▶ **Text segment**
(begin)
Net neutrality in the US
Last Monday (21 September), the new Chairman of the FCC announced proposals for applying principles of non-discrimination and transparency to companies that control access to the internet. Describing the rules that would implement these principles as not being about government regulation but about fair rules of the road for those companies, he saw them as consistent with the original architecture of the internet as an open system. He saw his task as being to ensure that every American had access to open and robust broadband.
Giving examples of the mischief at which these rules would be targeted, he spoke of broadband providers blocking access to VoIP applications, degrading the performance of peer to peer software and even denying users access to political content. The new rules, he said, would outlaw such practices, at least so far as lawful traffic was concerned, by prohibiting broadband providers from discriminating against any particular internet content or application. The rules would not prevent them from reasonably managing their networks, such as ensuring that very heavy users did not crowd out everyone else, or prevent them from filtering spam or curtailing unlawful distribution of copyright works. They would even allow some managed services alongside traditional broadband internet access. But access providers would have to be transparent about what they were doing, an essential feature of the scheme since otherwise it would be exceptionally difficult for anyone else to know what was going on. He gave as an example the blocking of peer to peer transmissions by a cable broadband provider which came to light only when an engineer subscriber found he could not share lawful content over his home internet connection.
Net neutrality in Europe?
In Europe, the beginnings of a new net neutrality regime are stalled in the rejected Framework Review package although even if it were adopted it would not be as far-reaching as the FCC proposals. But rather like an incoming tide, there are signs that similar principles are emerging over here anyway even without the Framework Review, sometimes in rather unexpected ways. The Opinion of the Advocate General on Tuesday (22 September) in Google France v Louis Vuitton is a case in point. One of the issues in that case was whether the e-Commerce liability exemption for hosting applied to the content feature by Google in AdWords - the advertising feature that appears alongside Google’s search results. The Advocate General drew a distinction between those search results and the advertising feature. He said the aim of the Directive is to create a “free and open public domain on the internet” by limiting the liability of those who transmit or store information to instances where they were aware of an illegality. Key to that aim, he said, was Article 15 which prohibits member states from imposing a general obligation to monitor the information they transmit or store or to verify its legality. He construed it as “the very expression of the principle that service providers which seek to benefit from a liability exemption should remain neutral as regards the information they carry or host.”
It is not easy to see how that principle can be derived from Article 15 and it is a pity that he did not expand on his reasons for this construction. The parallels, however, with the FCC’s new view are striking.
Internet filtering and other traffic management is an essential and well established function of ISPs. In Europe, where market conditions are different from the US, it is not clear that rules against the kind of mischief that bothers the FCC are necessary. But there are other more pressing issues over here such as who should pay for upgrading backhaul circuits as video applications clog up the networks. Are we going to see the courts discovering hitherto undiscovered principles underlying familiar Directives and using them as a platform to impose a European version of net neutrality?
(end)
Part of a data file
(begin)
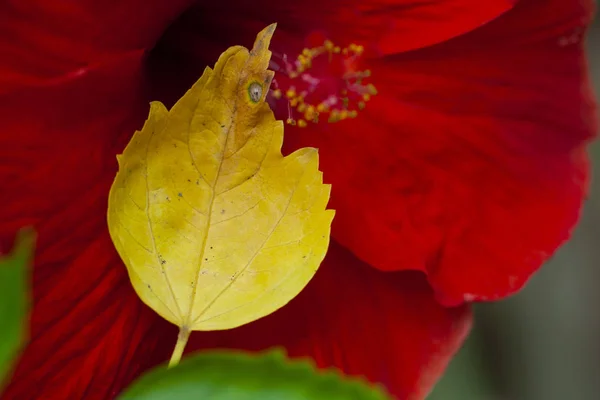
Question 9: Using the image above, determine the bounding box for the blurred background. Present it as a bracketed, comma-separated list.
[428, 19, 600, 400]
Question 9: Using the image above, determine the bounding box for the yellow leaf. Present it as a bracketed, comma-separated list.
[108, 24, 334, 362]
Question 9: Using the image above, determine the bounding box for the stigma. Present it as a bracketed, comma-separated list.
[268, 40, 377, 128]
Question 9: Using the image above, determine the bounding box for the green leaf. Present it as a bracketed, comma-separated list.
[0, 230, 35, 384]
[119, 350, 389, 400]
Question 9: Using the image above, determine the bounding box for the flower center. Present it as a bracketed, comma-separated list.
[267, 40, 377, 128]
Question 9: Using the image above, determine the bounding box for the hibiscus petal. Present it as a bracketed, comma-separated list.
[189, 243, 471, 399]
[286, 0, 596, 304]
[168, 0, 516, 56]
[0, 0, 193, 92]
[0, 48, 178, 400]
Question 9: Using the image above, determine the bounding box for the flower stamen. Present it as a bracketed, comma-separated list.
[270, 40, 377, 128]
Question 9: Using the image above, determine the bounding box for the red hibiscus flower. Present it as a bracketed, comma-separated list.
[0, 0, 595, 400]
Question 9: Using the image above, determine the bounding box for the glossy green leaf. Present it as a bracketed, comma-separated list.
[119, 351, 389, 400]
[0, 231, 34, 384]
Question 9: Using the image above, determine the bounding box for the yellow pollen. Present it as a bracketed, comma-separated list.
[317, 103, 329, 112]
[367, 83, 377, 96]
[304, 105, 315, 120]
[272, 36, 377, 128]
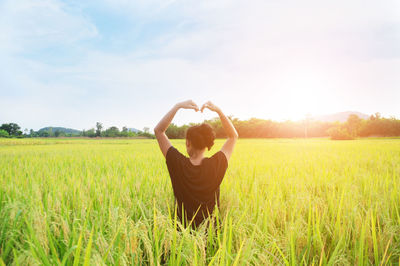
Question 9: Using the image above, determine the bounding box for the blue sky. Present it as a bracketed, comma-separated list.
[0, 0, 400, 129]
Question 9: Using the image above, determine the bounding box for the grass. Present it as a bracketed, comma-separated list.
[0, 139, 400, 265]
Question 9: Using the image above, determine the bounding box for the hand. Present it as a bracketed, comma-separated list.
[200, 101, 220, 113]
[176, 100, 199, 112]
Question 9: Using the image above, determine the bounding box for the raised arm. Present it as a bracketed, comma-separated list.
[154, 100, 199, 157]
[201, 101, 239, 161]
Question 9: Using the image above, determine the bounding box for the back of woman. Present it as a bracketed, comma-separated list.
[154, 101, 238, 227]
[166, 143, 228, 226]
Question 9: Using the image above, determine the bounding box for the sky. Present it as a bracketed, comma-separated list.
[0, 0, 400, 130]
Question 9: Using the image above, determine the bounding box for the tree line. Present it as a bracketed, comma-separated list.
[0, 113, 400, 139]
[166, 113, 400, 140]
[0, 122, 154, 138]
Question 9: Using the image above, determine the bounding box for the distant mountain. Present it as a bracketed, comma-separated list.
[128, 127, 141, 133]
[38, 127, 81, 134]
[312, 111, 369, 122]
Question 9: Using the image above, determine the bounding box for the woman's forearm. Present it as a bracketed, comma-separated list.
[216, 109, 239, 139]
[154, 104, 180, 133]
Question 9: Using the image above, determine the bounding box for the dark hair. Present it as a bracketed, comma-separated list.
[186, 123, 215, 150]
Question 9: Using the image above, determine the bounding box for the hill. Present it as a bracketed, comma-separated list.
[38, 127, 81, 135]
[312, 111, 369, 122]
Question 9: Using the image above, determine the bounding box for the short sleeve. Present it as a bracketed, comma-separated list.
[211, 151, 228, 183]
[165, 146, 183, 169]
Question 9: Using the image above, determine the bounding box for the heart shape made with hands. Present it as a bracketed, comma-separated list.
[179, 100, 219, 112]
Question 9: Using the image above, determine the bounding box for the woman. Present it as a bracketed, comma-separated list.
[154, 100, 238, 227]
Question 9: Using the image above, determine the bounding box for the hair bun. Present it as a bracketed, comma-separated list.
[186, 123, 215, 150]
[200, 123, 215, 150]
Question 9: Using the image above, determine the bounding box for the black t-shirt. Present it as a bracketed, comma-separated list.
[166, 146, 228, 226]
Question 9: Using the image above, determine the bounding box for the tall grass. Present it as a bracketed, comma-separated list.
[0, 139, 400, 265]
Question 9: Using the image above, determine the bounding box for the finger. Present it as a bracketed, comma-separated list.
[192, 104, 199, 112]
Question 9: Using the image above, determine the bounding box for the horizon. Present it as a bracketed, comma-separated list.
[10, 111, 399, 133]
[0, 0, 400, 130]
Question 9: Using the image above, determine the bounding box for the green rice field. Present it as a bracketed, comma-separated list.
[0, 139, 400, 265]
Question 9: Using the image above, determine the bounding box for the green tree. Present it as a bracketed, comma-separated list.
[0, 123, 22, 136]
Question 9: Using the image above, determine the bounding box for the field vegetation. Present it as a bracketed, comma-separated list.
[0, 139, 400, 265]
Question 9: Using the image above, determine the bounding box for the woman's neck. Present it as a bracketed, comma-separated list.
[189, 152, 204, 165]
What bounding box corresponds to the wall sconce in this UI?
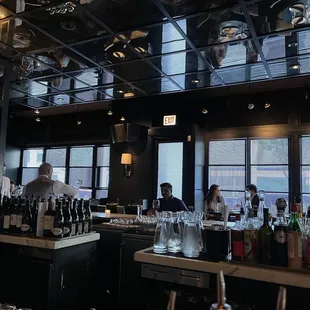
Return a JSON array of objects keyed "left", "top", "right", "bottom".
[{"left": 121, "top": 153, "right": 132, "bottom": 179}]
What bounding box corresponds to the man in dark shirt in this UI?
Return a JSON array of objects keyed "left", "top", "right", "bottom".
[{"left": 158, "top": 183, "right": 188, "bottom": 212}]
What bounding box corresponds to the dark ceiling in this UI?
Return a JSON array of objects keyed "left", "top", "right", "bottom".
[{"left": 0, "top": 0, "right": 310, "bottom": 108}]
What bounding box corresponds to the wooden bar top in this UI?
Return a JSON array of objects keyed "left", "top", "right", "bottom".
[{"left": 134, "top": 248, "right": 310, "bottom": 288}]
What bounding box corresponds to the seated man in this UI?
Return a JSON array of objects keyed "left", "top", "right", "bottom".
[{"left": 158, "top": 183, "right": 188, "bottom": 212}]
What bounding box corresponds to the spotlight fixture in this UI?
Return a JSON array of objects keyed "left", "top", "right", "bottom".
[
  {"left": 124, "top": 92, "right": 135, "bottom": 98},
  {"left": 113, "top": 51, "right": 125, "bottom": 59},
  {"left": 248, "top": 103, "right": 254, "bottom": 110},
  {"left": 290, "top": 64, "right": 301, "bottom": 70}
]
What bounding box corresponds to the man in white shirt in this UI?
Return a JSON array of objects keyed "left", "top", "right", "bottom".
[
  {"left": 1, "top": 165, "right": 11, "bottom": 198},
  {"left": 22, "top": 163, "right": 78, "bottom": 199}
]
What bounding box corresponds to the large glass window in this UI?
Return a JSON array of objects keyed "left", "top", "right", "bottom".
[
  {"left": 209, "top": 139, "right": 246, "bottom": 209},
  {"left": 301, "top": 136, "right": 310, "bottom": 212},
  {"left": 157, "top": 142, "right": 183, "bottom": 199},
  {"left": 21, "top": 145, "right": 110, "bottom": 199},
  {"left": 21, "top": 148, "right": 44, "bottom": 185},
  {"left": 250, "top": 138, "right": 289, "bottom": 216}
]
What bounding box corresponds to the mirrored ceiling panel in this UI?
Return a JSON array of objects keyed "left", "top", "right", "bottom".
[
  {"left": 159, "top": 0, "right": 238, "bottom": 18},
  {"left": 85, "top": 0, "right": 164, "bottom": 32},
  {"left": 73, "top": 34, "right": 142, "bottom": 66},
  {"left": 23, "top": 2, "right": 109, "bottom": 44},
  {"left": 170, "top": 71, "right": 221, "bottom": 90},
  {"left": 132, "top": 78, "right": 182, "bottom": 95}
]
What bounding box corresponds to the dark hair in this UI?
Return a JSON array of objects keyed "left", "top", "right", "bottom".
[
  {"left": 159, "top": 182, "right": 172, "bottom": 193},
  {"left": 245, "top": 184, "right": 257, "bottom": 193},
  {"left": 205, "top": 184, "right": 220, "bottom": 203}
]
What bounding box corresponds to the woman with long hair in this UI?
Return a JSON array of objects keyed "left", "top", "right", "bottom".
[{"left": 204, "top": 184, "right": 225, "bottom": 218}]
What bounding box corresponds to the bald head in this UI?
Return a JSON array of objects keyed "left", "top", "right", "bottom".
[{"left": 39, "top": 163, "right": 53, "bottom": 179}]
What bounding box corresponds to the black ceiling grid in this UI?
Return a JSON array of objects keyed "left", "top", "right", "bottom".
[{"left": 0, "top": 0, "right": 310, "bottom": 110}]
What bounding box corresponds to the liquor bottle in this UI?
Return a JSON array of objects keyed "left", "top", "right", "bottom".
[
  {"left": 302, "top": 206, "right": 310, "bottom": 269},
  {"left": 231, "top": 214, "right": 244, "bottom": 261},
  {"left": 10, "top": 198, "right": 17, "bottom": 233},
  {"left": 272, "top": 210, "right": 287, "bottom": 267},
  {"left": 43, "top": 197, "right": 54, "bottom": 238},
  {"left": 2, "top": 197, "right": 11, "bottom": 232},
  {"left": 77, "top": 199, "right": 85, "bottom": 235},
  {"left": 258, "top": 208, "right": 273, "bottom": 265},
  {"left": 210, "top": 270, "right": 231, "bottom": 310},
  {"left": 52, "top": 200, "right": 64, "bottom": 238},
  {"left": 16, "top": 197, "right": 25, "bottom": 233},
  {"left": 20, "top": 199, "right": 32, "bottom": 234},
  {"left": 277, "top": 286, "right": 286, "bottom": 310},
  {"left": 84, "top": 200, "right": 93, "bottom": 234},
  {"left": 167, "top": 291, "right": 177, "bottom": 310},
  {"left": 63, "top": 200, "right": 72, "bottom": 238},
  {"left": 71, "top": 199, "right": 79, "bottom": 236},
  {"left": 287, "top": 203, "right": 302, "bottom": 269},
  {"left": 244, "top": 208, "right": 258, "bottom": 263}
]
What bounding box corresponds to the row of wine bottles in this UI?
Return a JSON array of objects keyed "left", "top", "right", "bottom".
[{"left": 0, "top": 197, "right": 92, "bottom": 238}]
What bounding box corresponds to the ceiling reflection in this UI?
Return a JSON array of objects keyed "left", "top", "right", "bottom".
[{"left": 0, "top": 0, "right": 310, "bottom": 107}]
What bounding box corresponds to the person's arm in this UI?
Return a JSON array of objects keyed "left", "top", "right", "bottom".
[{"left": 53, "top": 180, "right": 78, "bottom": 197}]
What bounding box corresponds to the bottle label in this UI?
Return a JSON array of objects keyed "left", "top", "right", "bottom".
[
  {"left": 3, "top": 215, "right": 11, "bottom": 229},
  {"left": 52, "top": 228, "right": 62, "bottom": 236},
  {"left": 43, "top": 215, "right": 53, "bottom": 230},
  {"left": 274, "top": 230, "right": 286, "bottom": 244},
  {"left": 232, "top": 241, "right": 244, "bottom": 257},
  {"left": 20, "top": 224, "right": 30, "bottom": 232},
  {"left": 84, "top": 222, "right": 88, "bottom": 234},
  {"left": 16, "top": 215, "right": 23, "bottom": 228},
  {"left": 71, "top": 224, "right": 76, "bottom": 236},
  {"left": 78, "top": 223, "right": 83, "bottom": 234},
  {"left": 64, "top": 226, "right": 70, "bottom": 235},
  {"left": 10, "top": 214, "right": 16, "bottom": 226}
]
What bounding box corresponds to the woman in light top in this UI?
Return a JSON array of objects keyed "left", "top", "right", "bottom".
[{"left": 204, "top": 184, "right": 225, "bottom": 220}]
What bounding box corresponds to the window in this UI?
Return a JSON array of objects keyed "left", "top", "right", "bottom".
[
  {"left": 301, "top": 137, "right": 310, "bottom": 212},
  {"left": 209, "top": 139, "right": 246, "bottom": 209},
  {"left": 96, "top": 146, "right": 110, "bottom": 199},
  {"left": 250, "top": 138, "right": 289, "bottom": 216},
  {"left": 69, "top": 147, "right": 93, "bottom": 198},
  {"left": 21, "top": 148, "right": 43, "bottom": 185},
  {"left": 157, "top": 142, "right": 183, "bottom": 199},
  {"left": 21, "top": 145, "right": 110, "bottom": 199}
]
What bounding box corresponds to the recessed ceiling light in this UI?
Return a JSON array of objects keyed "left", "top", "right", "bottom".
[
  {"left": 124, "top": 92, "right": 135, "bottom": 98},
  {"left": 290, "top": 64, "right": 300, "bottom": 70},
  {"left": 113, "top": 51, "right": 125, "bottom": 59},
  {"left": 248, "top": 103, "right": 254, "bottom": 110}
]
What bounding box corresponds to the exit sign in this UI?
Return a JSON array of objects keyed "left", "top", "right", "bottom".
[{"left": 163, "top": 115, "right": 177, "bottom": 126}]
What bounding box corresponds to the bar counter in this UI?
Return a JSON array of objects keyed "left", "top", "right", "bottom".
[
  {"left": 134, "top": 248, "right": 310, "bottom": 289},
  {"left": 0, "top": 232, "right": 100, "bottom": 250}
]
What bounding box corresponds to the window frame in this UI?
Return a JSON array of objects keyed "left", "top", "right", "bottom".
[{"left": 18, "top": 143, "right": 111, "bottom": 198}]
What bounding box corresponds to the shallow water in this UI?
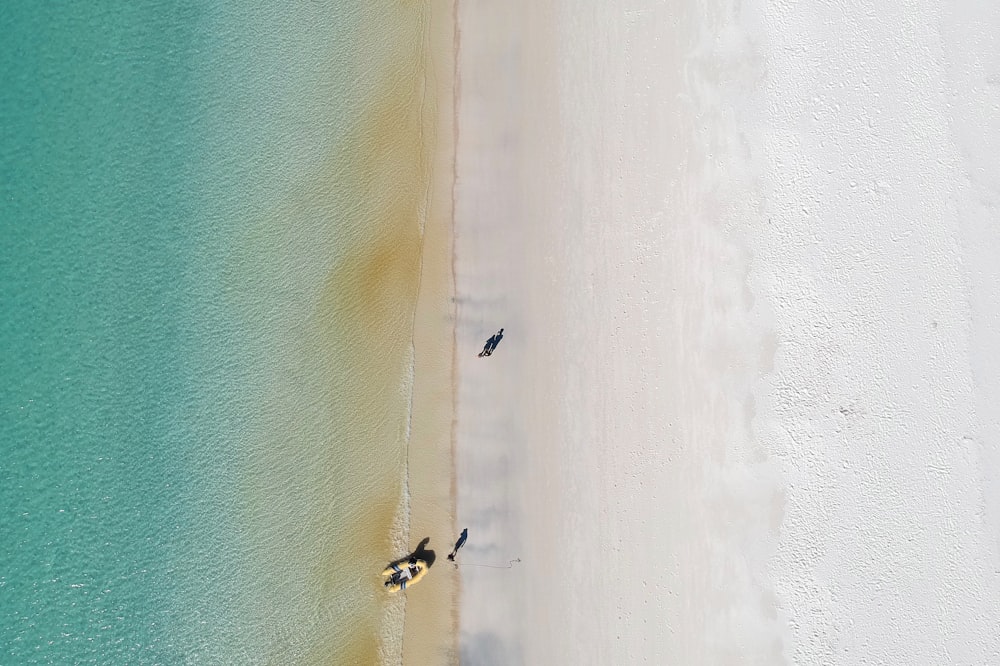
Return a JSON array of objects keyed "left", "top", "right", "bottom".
(end)
▶ **Exercise set**
a: In the net neutrality article, list the practices by broadband providers that the FCC Chairman gave as examples of the mischief the new rules would target.
b: From the net neutrality article, return everything from "It is not easy" down to "of net neutrality?".

▶ **The responses**
a:
- Blocking access to VoIP applications
- Degrading the performance of peer to peer software
- Denying users access to political content

b:
It is not easy to see how that principle can be derived from Article 15 and it is a pity that he did not expand on his reasons for this construction. The parallels, however, with the FCC’s new view are striking.
Internet filtering and other traffic management is an essential and well established function of ISPs. In Europe, where market conditions are different from the US, it is not clear that rules against the kind of mischief that bothers the FCC are necessary. But there are other more pressing issues over here such as who should pay for upgrading backhaul circuits as video applications clog up the networks. Are we going to see the courts discovering hitherto undiscovered principles underlying familiar Directives and using them as a platform to impose a European version of net neutrality?